## O que fazer
Transcreva sem alterações o trecho do texto extraído abaixo, começando em "Viviane Morales, professora" e terminando em "vaga no estacionamento.".

## Texto extraído

☆ ☆ ☆ ☆ ☆

Uma nova discussão sobre a zona azul em Boa Vista foi levantada por professores da rede estadual de ensino que atuam nas escolas Ayrton Senna, São José e Euclides da Cunha, todas situadas no Centro da cidade. Eles pedem a isenção do pagamento de estacionamento rotativo. Para tratar do assunto, os profissionais fizeram uma reunião na manhã de ontem, 31, no auditório da Escola Ayrton Sena e convidaram os vereadores Linoberg Almeida, Magnólia Rocha e Pastor Jorge Rocha para relatar suas insatisfações.
O professor de matemática Fernando Cavalcante, da escola Ayrton Senna, está preocupado com o impacto da cobrança no salário.
“Para cada professor, sendo que a maioria tem contrato de 40horas, seriam gastos 10% do salário bruto, o equivalente a R$ 252 por mês. Ele vai ficar mais de três horas dentro da escola, então extrapola o limite estimado pela zona azul. Se torna inviável uma cobrança para quem é professor. Nós fazemos parte da administração, caracterizando uma área institucional. Temos nessa área do Centro três escolas e órgãos públicos estadual e federais, então fazemos o pedido da extinção da cobrança nesse setor”, pediu.
Viviane Morales, professora da Escola Estadual Euclides da Cunha, também revelou preocupação com as finanças, que podem ser comprometidas. Outro ponto, segundo ela, que deve ser levado em consideração é que a rotina em sala de aula será “atropelada” pela necessidade de renovar a vaga no estacionamento.
“Então, o professor vai estar em sala de aula preocupado, vai ter que parar tudo, pegar o celular, olhar o aplicativo para renovar o estacionamento por mais tempo. Para quem trabalha em dois horários, vai ser pior ainda. Nós fizemos um cálculo e teremos que pagar até R$ 120 por mês. Quem mora longe já arca com combustível e ainda vai ter que pagar para estacionar”, enfatizou.

☆ ☆ ☆ ☆ ☆

## Linhas apresentadas
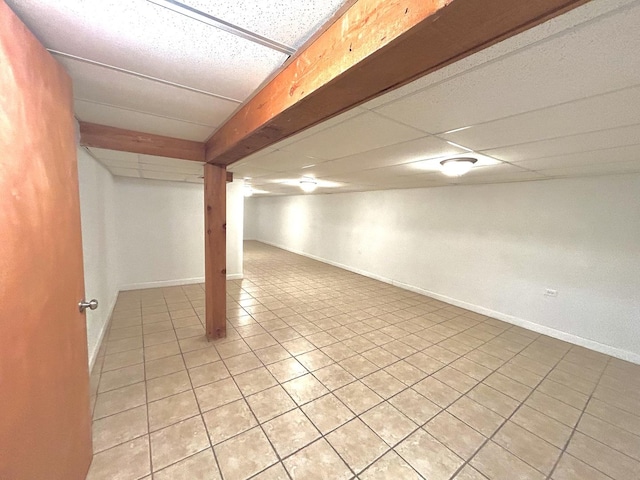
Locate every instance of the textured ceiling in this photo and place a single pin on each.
(559, 100)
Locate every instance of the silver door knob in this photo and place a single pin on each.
(83, 305)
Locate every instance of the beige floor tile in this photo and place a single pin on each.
(602, 457)
(290, 432)
(304, 389)
(554, 408)
(498, 464)
(455, 434)
(493, 400)
(208, 373)
(405, 372)
(507, 386)
(228, 421)
(383, 384)
(314, 360)
(570, 468)
(389, 423)
(162, 387)
(286, 370)
(270, 403)
(358, 366)
(272, 354)
(327, 413)
(275, 472)
(429, 457)
(161, 351)
(528, 447)
(119, 428)
(164, 366)
(217, 394)
(172, 409)
(333, 376)
(240, 467)
(439, 393)
(118, 400)
(231, 349)
(242, 363)
(475, 415)
(543, 426)
(121, 378)
(177, 442)
(469, 473)
(357, 444)
(124, 462)
(124, 359)
(358, 397)
(201, 357)
(255, 381)
(415, 406)
(390, 466)
(318, 461)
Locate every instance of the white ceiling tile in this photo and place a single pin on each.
(358, 134)
(289, 22)
(569, 20)
(603, 157)
(102, 85)
(125, 172)
(594, 169)
(576, 64)
(170, 162)
(152, 40)
(601, 112)
(141, 122)
(105, 154)
(413, 150)
(566, 145)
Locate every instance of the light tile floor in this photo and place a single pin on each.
(326, 374)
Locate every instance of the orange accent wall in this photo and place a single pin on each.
(45, 425)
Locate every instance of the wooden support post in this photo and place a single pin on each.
(215, 250)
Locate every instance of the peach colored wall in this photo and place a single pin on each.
(45, 430)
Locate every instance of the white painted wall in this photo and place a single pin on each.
(160, 229)
(493, 249)
(97, 214)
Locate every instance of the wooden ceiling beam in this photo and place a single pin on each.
(374, 47)
(112, 138)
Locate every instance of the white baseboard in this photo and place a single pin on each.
(536, 327)
(105, 326)
(161, 283)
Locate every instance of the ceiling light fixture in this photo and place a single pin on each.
(308, 184)
(456, 167)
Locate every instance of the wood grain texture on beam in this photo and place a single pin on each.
(215, 250)
(112, 138)
(374, 47)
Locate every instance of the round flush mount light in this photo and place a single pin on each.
(456, 167)
(308, 184)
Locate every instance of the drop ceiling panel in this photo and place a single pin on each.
(102, 85)
(141, 122)
(421, 148)
(149, 39)
(612, 110)
(358, 134)
(578, 160)
(576, 65)
(566, 145)
(290, 22)
(597, 169)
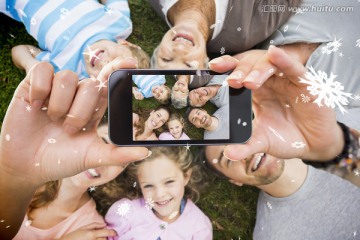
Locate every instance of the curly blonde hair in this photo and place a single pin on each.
(125, 185)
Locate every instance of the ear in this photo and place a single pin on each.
(187, 176)
(236, 182)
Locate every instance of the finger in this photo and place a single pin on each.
(83, 106)
(103, 233)
(40, 81)
(62, 94)
(287, 65)
(102, 154)
(242, 151)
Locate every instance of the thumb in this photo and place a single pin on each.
(239, 152)
(103, 154)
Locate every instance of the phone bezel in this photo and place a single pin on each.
(120, 115)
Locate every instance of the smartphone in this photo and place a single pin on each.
(149, 107)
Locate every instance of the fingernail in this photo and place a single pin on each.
(252, 76)
(216, 60)
(37, 104)
(237, 75)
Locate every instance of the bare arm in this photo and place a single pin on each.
(23, 56)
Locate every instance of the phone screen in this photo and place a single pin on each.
(176, 107)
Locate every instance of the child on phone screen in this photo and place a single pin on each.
(158, 201)
(81, 36)
(151, 86)
(175, 125)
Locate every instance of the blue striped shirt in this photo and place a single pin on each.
(64, 28)
(146, 82)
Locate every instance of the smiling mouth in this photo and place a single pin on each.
(163, 203)
(92, 173)
(258, 159)
(96, 57)
(183, 38)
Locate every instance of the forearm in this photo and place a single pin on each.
(15, 198)
(23, 56)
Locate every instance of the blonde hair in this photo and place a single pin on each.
(166, 100)
(141, 56)
(126, 186)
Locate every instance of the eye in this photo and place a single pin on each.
(166, 59)
(169, 181)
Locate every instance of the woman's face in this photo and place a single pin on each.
(175, 128)
(157, 119)
(182, 47)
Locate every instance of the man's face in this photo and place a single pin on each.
(182, 47)
(256, 170)
(200, 118)
(199, 96)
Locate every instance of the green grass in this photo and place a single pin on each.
(230, 208)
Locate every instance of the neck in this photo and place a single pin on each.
(200, 14)
(68, 193)
(214, 124)
(290, 181)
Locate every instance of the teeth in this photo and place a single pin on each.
(181, 39)
(93, 172)
(257, 161)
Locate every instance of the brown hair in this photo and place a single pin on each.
(141, 56)
(125, 185)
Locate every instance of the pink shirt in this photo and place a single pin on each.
(83, 216)
(132, 220)
(168, 136)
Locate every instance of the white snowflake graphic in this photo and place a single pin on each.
(222, 50)
(357, 43)
(331, 47)
(149, 203)
(277, 134)
(91, 53)
(108, 11)
(304, 98)
(326, 89)
(101, 85)
(194, 64)
(33, 21)
(298, 145)
(123, 209)
(28, 108)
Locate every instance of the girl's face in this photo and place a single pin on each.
(163, 183)
(175, 128)
(157, 119)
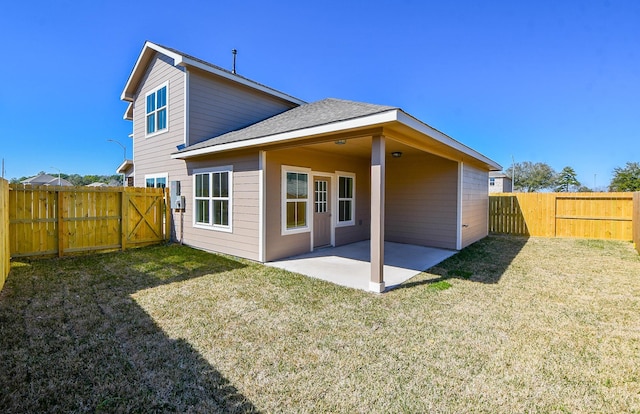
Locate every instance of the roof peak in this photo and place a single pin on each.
(183, 59)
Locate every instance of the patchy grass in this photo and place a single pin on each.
(506, 325)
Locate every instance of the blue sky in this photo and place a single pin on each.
(542, 81)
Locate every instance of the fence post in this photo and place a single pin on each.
(167, 209)
(60, 212)
(124, 218)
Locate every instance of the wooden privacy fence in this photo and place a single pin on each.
(5, 254)
(636, 220)
(64, 220)
(581, 215)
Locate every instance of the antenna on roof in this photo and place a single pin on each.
(234, 52)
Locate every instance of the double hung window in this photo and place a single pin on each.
(212, 198)
(156, 110)
(295, 199)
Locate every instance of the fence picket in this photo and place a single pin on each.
(580, 215)
(64, 220)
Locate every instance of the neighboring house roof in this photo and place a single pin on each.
(125, 167)
(325, 116)
(182, 59)
(498, 174)
(46, 179)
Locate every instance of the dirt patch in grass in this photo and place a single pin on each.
(507, 325)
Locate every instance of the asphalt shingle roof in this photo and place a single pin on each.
(314, 114)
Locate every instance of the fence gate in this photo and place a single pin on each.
(145, 215)
(64, 220)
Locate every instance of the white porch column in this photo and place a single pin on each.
(376, 283)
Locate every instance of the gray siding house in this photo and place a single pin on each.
(267, 176)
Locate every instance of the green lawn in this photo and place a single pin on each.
(507, 325)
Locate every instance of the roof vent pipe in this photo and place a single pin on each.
(234, 52)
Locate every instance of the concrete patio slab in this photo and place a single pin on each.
(349, 265)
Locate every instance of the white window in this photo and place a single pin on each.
(212, 198)
(156, 110)
(156, 180)
(346, 199)
(295, 200)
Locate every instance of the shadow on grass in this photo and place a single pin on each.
(484, 261)
(72, 339)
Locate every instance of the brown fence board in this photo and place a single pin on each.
(580, 215)
(62, 220)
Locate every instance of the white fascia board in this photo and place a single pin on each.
(182, 61)
(423, 128)
(128, 113)
(384, 117)
(145, 50)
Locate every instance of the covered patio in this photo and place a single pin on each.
(349, 265)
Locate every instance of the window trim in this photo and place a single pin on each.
(283, 200)
(351, 222)
(216, 227)
(145, 114)
(155, 177)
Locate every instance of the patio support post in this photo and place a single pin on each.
(376, 283)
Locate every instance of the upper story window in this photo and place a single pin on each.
(156, 107)
(156, 180)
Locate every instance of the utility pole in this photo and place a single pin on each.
(124, 158)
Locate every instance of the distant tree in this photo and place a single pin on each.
(566, 180)
(531, 177)
(76, 179)
(627, 178)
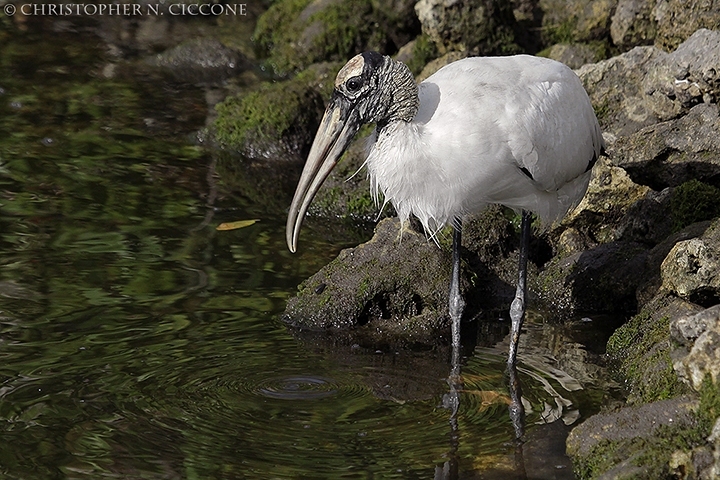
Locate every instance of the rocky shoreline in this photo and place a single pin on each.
(644, 243)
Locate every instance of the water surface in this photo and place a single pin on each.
(136, 341)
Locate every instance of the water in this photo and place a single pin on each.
(136, 341)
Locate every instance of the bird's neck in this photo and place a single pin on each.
(401, 95)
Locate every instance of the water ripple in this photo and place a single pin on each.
(298, 387)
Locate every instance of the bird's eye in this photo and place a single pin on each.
(353, 85)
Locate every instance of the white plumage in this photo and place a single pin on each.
(480, 121)
(519, 131)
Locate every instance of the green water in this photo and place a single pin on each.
(136, 341)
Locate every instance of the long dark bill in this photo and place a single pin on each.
(339, 125)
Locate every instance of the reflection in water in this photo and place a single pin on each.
(136, 341)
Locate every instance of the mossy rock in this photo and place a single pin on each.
(293, 34)
(275, 121)
(639, 351)
(694, 201)
(392, 289)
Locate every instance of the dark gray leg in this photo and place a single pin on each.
(457, 304)
(517, 308)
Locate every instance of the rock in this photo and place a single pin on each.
(691, 269)
(652, 279)
(633, 441)
(202, 60)
(673, 152)
(594, 21)
(478, 27)
(646, 85)
(276, 121)
(603, 214)
(632, 24)
(686, 77)
(616, 89)
(640, 350)
(392, 289)
(700, 335)
(292, 34)
(573, 55)
(678, 19)
(438, 63)
(601, 279)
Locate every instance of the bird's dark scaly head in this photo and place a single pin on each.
(370, 88)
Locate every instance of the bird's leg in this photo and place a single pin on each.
(517, 308)
(457, 304)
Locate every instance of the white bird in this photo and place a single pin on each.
(518, 131)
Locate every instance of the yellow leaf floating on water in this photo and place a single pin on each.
(236, 225)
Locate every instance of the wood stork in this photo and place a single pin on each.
(518, 131)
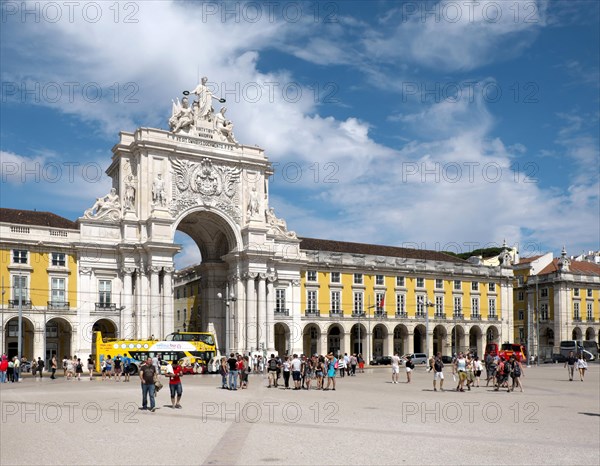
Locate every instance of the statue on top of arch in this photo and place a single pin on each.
(200, 118)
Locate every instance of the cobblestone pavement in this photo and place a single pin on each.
(367, 420)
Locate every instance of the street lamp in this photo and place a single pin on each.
(425, 302)
(227, 300)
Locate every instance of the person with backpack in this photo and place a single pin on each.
(516, 374)
(332, 366)
(438, 367)
(409, 368)
(272, 366)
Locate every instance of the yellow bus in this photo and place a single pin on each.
(188, 348)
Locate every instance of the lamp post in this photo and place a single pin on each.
(427, 304)
(227, 300)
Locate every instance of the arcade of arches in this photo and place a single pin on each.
(383, 339)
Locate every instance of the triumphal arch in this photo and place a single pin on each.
(198, 179)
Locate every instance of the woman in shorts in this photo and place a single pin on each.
(91, 366)
(361, 363)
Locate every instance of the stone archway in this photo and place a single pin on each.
(401, 339)
(476, 340)
(311, 339)
(440, 342)
(358, 339)
(11, 340)
(58, 339)
(419, 339)
(335, 339)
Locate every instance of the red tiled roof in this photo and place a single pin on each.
(313, 244)
(580, 267)
(526, 260)
(33, 217)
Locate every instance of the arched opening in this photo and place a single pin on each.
(358, 339)
(58, 339)
(204, 293)
(476, 341)
(380, 335)
(401, 339)
(310, 340)
(335, 339)
(11, 338)
(282, 339)
(439, 340)
(419, 339)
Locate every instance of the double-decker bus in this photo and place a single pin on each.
(191, 347)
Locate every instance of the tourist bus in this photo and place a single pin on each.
(191, 347)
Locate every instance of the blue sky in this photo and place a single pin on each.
(441, 125)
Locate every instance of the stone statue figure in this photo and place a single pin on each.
(205, 97)
(159, 195)
(130, 193)
(253, 203)
(278, 225)
(182, 116)
(224, 127)
(106, 206)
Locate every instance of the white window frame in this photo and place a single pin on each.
(280, 300)
(358, 302)
(103, 292)
(58, 259)
(336, 302)
(311, 300)
(55, 292)
(20, 256)
(358, 279)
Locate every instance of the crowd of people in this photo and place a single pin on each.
(299, 372)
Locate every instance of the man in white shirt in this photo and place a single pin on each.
(296, 367)
(395, 367)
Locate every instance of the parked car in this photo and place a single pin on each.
(381, 361)
(417, 358)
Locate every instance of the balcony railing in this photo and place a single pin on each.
(62, 305)
(14, 303)
(106, 307)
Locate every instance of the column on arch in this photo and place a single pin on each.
(270, 320)
(262, 311)
(154, 305)
(168, 311)
(251, 316)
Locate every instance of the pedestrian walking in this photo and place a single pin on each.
(148, 377)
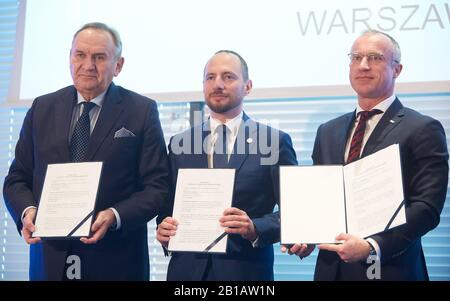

☆ ☆ ☆ ☆ ☆

## Resposta
Viviane Morales, professora da Escola Estadual Euclides da Cunha, também revelou preocupação com as finanças, que podem ser comprometidas. Outro ponto, segundo ela, que deve ser levado em consideração é que a rotina em sala de aula será “atropelada” pela necessidade de renovar a vaga no estacionamento.